一般来说,我对发布和编码还不熟悉,所以非常感谢反馈,特别是如果有一些我以前没有见过的新的有用的方法/关键字的话



array = "red redford grimbolt".split()  

print(array)

for string in range( len(array) ) :
    print()

    print(f"we are at iteration number : {string+1}") #tests output for string
    print()

    individual_string = array[string]
    print()

    print(f"indivudal_string is '{individual_string} '")
    print()

    print(f"the length of the string '{individual_string}' is '{len(individual_string) }'")
    print()

    NEXT_individual_string = array[string +1]
  # smaller_string = min[ NEXT_individual_string , individual_string]

  # 
  # bigger_string = max[ individual_string , NEXT_individual_string]
  #

  # print(f"indivudal_string is '{individual_string}' and NEXT_individual_string is '{NEXT_individual_string}'  " ) # test output
  # print()

来源摘录 -
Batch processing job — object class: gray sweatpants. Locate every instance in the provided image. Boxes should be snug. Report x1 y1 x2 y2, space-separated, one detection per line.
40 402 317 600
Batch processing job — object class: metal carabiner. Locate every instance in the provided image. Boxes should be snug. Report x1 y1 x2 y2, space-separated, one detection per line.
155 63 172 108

任务说明 1 - 在选段的代码中,变量 array 是对哪个字符串调用 split() 得到的?
任务说明 2 - 选段中的 split() 把字符串拆成了哪些单词?请全部列出。

输出结果 1 - "red redford grimbolt"

输出结果 2 - red、redford、grimbolt